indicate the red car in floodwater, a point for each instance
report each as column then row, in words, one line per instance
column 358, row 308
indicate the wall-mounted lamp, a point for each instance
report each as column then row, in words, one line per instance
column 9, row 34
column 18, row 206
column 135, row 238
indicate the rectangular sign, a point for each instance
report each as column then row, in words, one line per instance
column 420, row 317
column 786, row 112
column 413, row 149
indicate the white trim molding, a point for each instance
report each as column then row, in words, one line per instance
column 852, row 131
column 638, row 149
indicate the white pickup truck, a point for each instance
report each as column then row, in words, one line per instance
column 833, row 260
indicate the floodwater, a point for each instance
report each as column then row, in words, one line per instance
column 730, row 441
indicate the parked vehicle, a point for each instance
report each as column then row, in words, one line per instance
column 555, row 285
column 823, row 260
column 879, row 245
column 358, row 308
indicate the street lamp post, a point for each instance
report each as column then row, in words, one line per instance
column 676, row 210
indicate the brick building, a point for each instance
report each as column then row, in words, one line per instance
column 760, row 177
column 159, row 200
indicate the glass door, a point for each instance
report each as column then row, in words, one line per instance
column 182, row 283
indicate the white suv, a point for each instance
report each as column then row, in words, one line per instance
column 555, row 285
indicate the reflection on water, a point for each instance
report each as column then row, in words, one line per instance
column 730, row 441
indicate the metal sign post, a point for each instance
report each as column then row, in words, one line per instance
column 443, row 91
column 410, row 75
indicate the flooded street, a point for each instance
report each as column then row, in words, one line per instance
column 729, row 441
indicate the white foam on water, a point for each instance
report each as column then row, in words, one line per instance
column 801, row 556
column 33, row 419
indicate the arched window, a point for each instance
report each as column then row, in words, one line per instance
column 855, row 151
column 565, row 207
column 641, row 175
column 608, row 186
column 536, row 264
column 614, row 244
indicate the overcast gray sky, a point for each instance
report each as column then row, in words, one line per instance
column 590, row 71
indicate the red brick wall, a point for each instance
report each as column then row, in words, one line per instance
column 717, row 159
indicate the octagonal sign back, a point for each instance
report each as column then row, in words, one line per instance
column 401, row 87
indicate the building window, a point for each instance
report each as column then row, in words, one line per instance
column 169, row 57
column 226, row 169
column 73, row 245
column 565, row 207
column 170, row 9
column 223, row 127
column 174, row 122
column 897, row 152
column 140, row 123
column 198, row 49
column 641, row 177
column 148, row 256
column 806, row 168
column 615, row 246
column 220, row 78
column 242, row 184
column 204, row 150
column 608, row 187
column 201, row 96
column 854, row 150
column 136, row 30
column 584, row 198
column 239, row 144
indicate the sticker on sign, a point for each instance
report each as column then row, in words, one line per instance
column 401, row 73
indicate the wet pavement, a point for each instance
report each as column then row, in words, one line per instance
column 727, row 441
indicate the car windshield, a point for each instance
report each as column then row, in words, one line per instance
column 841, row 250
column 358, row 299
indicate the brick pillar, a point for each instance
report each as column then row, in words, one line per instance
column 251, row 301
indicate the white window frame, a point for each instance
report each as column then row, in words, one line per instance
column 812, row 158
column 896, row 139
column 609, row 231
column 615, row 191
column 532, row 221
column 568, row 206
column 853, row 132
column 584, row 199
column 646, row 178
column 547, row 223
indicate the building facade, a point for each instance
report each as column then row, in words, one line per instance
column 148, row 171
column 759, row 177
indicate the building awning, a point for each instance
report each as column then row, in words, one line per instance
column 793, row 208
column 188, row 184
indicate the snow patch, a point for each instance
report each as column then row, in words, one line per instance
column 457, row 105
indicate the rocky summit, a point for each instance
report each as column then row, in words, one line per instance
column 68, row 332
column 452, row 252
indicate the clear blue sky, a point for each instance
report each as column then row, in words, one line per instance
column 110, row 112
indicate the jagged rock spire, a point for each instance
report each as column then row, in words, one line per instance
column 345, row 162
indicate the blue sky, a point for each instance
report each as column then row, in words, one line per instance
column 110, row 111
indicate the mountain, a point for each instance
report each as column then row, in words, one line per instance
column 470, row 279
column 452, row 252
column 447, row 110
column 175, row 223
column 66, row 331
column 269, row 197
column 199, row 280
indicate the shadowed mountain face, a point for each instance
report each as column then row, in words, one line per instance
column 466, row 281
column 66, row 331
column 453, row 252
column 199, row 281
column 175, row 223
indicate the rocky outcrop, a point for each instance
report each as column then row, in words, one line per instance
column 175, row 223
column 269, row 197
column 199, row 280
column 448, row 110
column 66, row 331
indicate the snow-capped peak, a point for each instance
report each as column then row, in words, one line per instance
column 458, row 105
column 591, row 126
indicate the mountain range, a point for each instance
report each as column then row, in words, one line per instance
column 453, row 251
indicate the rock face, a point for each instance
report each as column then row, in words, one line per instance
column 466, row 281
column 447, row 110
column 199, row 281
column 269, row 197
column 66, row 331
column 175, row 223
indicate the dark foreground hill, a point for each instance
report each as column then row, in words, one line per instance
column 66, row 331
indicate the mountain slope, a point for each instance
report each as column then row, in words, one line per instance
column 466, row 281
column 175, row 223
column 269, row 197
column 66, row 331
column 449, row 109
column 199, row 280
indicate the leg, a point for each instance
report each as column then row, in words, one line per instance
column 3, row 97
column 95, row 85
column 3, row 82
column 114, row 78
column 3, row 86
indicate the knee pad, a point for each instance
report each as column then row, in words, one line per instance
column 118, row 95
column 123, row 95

━━━━━━━━

Please rewrite all of the records above, swapping every "indicate" for "mark" and keeping everything else the same.

» **RESULT OF THIS EXERCISE**:
mark the red car in floodwater, a point for each instance
report each as column then row, in words, one line per instance
column 358, row 308
mark the wall-mounted lamp, a point for each instance
report each as column then row, in words, one line per instance
column 9, row 34
column 18, row 206
column 135, row 238
mark the rectangular sign, a point for each instance
report each as column then row, in words, one line per instance
column 420, row 317
column 786, row 112
column 413, row 149
mark the white trim molding, a point for each instance
report each as column then row, in words, one line per instance
column 852, row 131
column 638, row 149
mark the white pickup truck, a point for each instance
report each as column then row, in words, one line per instance
column 833, row 260
mark the floodwater, a point for each instance
report each as column then row, in words, one line per instance
column 730, row 441
mark the parked vehicle, a point for each instance
report each as column then row, in words, one line per instance
column 555, row 285
column 823, row 260
column 879, row 245
column 358, row 308
mark the street lamp post, a point for each instance
report each as column then row, in words, one line per instance
column 676, row 210
mark the brick building, a point for each instance
report each as column then row, in words, one line per instance
column 760, row 177
column 159, row 200
mark the glass door, a point for each instance
report each as column then row, in words, one line per instance
column 182, row 283
mark the white suv, a point for each instance
report each as column then row, in words, one line per instance
column 555, row 285
mark the reflection on water, a point for each instance
report each as column then row, in words, one line per instance
column 730, row 441
mark the metal sign post, a point for each instance
report each as column then row, in words, one line per instance
column 443, row 91
column 410, row 75
mark the flooded street, a point for each instance
report each as column then row, in words, one line per instance
column 729, row 441
mark the white foam on water, a point for each instance
report each as column then row, in words, one line per instance
column 801, row 556
column 33, row 419
mark the arched window, a point for each instance
report each as column then row, in words, one line per instance
column 855, row 151
column 565, row 207
column 641, row 175
column 608, row 186
column 536, row 264
column 614, row 244
mark the overcast gray sky, a point for each instance
report each as column then row, in words, one line per instance
column 590, row 71
mark the red brick wall, a point for each instance
report each as column then row, in words, one line per instance
column 717, row 159
mark the octagonal sign back, a point for each instance
report each as column then row, in words, one line per instance
column 401, row 87
mark the building window, a point for each instance
report each as column then row, in words, one line per instance
column 169, row 57
column 226, row 169
column 73, row 245
column 565, row 207
column 170, row 9
column 223, row 127
column 174, row 122
column 897, row 152
column 140, row 123
column 198, row 49
column 641, row 177
column 148, row 256
column 806, row 168
column 615, row 246
column 220, row 78
column 242, row 184
column 204, row 150
column 608, row 187
column 201, row 96
column 854, row 150
column 136, row 30
column 584, row 198
column 239, row 144
mark the sticker on sign, a point for each instance
report each as column then row, in words, one line per instance
column 401, row 73
mark the wet pavement, a point for each instance
report each as column then row, in words, one line per instance
column 727, row 441
mark the car windshield, a point for each instance
report each as column then row, in words, one line per instance
column 841, row 250
column 358, row 299
mark the brick pillar, a point for each instance
report each as column then row, in words, one line per instance
column 251, row 301
mark the white window frame, a point for each instance
report each as column then row, in words, one line per instance
column 812, row 158
column 896, row 139
column 609, row 231
column 615, row 191
column 532, row 221
column 568, row 206
column 853, row 132
column 584, row 199
column 646, row 178
column 547, row 223
mark the building facade, a point for each instance
report each as column then row, in words, one line per instance
column 148, row 171
column 759, row 177
mark the building awning, a point for each instance
report each as column then row, in words, one line per instance
column 793, row 208
column 188, row 184
mark the snow patch, a point for each instance
report each as column then row, in words, one line per instance
column 457, row 105
mark the rocky summit, a point for each instance
report each as column then row, in words, one line per instance
column 68, row 332
column 452, row 252
mark the clear blue sky, a point for each instance
report each as column then row, in words, one line per instance
column 110, row 112
mark the jagged rock spire, a point for each instance
report each as column then row, in words, one line per instance
column 345, row 162
mark the blue sky, a point for each instance
report each as column then row, in words, one line per instance
column 110, row 111
mark the mountain, a point for each instance
report each as column then row, in words, one line per instance
column 470, row 279
column 452, row 252
column 447, row 110
column 175, row 223
column 66, row 331
column 269, row 197
column 199, row 280
mark the shadowed mountain face, a point for each instance
report each as column then row, in words, one line per instance
column 466, row 281
column 66, row 331
column 453, row 252
column 199, row 281
column 175, row 223
mark the rocky outcrop, a point for each instance
report each as column then row, in words, one line per instance
column 175, row 223
column 269, row 197
column 199, row 280
column 448, row 110
column 66, row 331
mark the snow-capped peak, a point for each instance
report each as column then row, in words, one line per instance
column 458, row 105
column 591, row 126
mark the mountain range, a point for each instance
report each as column then row, in words, one line per instance
column 453, row 251
mark the rock face, a point for each instance
report each as column then row, in words, one line per instance
column 466, row 281
column 447, row 110
column 199, row 281
column 269, row 197
column 66, row 331
column 175, row 223
mark the dark foreground hill, a point for each instance
report each as column then row, in words, one line per instance
column 66, row 331
mark the mountain slope, a point for each instance
report each as column then row, in words, one line per instance
column 466, row 281
column 175, row 223
column 269, row 197
column 66, row 331
column 449, row 109
column 199, row 280
mark the leg, a point for each instance
report each as column then row, in words, one line per instance
column 3, row 97
column 95, row 85
column 3, row 82
column 114, row 78
column 3, row 86
mark the knee pad, a point for each instance
report each as column then row, in words, one line per instance
column 118, row 95
column 123, row 95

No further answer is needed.